WHAT YOU SHOULD DO:
Please copy every line from the following entries in which the word "below" appears.

Dataset records:
· · · ·

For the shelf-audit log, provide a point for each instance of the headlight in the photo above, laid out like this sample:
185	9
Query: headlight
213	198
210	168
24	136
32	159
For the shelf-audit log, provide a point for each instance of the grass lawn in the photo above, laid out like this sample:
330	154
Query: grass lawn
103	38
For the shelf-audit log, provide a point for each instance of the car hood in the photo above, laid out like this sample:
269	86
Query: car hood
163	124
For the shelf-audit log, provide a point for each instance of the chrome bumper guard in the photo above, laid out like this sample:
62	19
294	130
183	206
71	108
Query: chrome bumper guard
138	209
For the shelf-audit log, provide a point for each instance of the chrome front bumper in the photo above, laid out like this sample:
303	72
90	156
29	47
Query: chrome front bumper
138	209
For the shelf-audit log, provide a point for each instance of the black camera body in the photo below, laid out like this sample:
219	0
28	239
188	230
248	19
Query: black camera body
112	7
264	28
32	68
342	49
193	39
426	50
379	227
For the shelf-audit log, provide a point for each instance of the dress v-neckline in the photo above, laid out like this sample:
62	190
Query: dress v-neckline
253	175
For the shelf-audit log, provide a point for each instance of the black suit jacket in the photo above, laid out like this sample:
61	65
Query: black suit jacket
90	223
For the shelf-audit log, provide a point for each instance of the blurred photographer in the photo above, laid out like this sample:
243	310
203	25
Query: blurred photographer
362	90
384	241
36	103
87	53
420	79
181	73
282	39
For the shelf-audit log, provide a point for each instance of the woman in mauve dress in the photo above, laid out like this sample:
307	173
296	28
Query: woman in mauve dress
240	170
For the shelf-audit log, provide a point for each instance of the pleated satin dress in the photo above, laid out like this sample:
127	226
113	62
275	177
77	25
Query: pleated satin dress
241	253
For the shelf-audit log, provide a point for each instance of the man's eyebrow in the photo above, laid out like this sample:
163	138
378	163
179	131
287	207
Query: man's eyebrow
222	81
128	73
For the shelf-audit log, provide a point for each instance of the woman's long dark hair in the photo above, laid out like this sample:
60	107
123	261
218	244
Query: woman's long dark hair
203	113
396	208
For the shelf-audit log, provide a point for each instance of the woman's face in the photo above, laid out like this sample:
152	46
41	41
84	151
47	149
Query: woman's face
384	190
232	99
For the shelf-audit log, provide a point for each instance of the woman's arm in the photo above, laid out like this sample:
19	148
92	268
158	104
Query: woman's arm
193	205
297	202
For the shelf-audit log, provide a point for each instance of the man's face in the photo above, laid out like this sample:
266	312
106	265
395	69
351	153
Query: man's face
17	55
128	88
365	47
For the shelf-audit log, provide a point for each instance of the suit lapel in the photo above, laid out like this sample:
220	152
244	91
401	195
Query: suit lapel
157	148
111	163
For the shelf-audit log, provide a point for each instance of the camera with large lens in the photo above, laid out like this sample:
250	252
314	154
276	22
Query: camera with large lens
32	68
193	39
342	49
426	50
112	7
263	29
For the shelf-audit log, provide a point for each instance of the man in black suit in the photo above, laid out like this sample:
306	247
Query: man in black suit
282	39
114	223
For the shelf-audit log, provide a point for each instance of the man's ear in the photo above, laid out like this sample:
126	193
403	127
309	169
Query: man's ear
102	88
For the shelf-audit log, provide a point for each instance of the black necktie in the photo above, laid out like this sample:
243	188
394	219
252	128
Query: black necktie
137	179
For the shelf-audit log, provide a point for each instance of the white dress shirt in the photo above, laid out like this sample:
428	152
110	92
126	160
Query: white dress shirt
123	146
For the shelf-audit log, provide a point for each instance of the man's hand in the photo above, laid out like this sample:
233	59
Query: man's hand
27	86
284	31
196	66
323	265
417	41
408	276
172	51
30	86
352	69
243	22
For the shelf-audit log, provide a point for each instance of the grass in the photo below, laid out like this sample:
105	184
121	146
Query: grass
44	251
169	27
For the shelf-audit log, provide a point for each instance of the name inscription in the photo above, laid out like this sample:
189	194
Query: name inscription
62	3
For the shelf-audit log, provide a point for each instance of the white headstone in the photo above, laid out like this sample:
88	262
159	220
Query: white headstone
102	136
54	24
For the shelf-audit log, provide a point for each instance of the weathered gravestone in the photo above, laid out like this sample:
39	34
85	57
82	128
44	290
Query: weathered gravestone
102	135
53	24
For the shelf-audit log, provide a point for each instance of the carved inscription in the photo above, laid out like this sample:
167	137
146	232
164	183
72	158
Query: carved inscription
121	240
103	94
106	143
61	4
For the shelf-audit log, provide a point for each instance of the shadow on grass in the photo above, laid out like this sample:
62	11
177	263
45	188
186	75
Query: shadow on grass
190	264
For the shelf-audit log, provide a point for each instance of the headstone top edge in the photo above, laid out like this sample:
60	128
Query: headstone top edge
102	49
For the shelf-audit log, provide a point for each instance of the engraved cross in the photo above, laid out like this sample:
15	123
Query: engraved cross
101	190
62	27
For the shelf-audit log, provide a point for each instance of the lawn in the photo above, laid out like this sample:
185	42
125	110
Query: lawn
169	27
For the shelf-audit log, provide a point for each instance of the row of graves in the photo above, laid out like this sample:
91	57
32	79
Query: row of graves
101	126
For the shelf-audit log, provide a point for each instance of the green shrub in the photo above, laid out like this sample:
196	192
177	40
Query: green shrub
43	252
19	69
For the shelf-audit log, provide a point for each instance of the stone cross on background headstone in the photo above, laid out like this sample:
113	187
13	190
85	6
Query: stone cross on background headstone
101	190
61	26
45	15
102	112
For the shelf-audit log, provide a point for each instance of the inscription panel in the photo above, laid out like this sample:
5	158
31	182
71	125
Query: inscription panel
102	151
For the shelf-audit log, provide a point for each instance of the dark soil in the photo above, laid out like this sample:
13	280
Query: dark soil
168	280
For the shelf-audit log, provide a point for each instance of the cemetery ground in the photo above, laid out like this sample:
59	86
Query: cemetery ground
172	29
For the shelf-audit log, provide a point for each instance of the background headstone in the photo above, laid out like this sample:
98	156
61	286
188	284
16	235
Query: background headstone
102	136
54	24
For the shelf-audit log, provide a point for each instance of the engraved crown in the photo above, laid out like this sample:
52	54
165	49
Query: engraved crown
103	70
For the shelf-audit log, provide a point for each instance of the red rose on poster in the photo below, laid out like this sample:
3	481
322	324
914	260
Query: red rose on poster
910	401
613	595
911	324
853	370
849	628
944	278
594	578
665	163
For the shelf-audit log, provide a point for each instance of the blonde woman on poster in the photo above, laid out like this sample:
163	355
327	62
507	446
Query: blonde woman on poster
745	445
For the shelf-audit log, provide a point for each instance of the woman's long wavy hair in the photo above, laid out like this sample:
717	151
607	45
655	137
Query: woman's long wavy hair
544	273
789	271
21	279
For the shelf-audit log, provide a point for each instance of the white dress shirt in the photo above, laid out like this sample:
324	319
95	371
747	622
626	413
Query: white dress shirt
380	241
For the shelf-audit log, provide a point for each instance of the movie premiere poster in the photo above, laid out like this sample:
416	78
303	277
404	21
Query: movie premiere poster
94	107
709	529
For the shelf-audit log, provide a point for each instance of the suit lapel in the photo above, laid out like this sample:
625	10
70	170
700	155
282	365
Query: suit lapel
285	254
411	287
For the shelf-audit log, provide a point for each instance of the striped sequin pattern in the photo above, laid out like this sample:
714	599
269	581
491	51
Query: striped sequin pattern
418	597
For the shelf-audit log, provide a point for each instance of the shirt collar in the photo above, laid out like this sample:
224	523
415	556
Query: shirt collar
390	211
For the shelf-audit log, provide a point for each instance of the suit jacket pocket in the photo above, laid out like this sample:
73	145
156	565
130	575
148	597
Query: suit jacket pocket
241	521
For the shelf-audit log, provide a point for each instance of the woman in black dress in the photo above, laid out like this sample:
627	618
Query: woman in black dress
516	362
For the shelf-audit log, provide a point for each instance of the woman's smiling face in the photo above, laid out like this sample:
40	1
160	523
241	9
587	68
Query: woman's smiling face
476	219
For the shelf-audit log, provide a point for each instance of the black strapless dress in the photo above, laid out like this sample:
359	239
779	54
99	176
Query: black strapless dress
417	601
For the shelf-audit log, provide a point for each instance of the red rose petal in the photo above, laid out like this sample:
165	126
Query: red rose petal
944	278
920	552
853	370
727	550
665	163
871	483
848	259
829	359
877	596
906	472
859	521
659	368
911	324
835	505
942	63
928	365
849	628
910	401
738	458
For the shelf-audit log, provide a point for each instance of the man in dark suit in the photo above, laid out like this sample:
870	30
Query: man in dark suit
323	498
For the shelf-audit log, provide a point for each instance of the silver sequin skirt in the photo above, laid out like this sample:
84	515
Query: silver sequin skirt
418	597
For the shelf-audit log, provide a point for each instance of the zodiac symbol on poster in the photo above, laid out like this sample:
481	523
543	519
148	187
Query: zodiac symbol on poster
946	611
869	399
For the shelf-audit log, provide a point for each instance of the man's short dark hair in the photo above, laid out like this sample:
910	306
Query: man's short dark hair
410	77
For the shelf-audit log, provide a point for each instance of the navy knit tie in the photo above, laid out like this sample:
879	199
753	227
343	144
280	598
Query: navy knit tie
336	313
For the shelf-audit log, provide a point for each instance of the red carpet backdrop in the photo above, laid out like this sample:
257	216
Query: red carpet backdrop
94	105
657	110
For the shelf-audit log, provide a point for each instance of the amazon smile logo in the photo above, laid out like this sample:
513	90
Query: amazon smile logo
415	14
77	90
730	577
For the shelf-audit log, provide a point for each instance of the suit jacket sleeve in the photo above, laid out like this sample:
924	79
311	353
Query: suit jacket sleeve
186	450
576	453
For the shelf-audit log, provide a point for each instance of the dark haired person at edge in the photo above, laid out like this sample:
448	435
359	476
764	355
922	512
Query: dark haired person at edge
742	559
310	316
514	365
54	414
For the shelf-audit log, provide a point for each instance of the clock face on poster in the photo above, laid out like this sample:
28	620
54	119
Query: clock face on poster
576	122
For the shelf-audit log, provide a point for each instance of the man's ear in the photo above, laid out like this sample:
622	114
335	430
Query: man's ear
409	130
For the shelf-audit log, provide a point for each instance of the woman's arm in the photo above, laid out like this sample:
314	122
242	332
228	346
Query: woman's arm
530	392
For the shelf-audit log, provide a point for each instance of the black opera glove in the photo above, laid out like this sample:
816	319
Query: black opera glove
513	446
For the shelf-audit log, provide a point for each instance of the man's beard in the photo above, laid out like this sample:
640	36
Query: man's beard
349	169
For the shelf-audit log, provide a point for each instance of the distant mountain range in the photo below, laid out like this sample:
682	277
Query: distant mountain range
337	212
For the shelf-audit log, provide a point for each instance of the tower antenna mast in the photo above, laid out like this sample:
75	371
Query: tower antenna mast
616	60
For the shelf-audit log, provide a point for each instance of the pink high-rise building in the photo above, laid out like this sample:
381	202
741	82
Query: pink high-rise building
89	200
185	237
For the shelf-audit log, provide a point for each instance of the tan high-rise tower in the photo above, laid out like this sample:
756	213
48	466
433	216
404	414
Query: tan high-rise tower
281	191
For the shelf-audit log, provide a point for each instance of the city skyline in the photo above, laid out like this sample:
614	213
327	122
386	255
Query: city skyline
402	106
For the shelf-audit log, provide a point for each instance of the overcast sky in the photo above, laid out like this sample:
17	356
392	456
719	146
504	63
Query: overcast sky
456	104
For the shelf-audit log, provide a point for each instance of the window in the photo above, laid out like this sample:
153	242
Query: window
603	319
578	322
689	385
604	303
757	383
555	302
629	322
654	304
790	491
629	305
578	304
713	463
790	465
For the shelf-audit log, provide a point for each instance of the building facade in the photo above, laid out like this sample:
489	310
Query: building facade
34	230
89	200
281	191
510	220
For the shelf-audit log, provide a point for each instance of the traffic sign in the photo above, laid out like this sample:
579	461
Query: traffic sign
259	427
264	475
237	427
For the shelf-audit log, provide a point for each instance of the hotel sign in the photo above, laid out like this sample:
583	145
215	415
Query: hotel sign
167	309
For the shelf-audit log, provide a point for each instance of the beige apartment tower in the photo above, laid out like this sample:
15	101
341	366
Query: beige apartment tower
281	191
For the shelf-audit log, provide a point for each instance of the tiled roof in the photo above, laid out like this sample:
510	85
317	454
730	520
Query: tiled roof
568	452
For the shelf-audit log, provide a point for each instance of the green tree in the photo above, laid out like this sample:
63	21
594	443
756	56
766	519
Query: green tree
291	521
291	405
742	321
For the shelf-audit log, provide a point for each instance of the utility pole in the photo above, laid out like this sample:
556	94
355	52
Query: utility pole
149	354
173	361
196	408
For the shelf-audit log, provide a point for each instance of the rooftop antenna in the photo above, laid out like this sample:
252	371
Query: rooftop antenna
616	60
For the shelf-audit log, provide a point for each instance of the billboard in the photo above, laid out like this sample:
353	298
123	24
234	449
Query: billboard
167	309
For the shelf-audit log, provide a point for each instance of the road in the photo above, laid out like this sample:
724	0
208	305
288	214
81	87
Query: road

· · · ·

ANSWER TO THIS PROBLEM:
For the shelf-audit log, provide a point for each instance of the black camera body in the photo below, laid out like this sample:
For the shelf-audit log, provide a point for each instance of the grass in the photo below, laid out like this sample:
For the shelf-audit log, provide a point for each instance of the red rose on poster in the photo below, laid out like this sample:
For the shelf-audit log, provide a point for each instance of the distant mountain range in the photo below, laid out like this sample:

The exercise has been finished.